PROMPT
Count the lines in the records below that contain the string "target" and reply with only that number.

ENTRIES PROVIDED
- - -
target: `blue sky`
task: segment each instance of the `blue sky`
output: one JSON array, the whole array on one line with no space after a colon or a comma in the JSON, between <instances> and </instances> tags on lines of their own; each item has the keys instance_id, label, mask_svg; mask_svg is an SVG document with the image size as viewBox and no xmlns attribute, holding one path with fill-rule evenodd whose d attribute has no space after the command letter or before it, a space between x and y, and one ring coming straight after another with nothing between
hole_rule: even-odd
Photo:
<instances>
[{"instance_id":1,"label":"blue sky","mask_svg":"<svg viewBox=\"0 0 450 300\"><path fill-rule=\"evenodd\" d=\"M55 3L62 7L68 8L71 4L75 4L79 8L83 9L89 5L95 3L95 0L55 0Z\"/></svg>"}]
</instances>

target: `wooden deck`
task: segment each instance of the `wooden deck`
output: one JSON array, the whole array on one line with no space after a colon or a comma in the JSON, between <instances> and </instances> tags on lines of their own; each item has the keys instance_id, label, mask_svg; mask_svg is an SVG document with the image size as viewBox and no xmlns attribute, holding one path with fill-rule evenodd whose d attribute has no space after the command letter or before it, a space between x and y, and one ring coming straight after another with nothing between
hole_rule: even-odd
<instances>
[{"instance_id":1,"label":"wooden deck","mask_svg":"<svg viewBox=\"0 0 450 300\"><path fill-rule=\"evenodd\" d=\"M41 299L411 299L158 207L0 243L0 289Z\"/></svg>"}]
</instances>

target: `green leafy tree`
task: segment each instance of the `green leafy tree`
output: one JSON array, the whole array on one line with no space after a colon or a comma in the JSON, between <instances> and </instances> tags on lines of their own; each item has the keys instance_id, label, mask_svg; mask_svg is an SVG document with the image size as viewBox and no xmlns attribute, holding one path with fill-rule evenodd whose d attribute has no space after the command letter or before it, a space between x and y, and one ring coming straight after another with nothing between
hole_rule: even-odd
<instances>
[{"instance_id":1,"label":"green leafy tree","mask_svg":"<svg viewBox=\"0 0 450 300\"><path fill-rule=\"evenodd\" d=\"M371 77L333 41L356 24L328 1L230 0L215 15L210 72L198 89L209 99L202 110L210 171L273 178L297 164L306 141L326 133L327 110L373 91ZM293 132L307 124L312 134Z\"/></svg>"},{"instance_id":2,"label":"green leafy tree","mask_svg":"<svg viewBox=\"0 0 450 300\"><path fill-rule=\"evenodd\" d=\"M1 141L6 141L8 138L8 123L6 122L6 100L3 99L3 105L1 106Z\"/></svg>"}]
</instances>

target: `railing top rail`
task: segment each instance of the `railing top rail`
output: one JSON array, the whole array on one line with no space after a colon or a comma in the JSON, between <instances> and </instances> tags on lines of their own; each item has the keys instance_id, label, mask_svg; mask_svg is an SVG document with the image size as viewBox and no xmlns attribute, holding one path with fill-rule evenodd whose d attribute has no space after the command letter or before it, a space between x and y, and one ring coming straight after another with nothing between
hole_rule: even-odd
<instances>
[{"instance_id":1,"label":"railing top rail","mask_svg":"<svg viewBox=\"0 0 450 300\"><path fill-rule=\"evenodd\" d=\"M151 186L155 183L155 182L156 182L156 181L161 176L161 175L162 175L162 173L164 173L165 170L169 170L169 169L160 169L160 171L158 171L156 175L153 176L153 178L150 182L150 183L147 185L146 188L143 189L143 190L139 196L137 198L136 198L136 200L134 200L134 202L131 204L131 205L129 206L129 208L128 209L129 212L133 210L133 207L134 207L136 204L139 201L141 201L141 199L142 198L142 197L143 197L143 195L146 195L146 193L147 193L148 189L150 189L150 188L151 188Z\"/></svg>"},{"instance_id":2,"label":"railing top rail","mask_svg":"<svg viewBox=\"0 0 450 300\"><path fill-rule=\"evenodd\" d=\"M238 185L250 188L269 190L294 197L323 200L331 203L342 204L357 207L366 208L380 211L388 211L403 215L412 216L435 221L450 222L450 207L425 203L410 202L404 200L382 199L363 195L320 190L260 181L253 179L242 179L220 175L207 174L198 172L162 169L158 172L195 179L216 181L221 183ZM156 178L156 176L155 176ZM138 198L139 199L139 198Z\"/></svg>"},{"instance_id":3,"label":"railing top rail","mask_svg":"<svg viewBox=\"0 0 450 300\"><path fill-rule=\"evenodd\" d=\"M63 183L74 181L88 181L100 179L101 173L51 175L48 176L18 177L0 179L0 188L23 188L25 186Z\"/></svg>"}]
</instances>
- - -
EXERCISE SOLUTION
4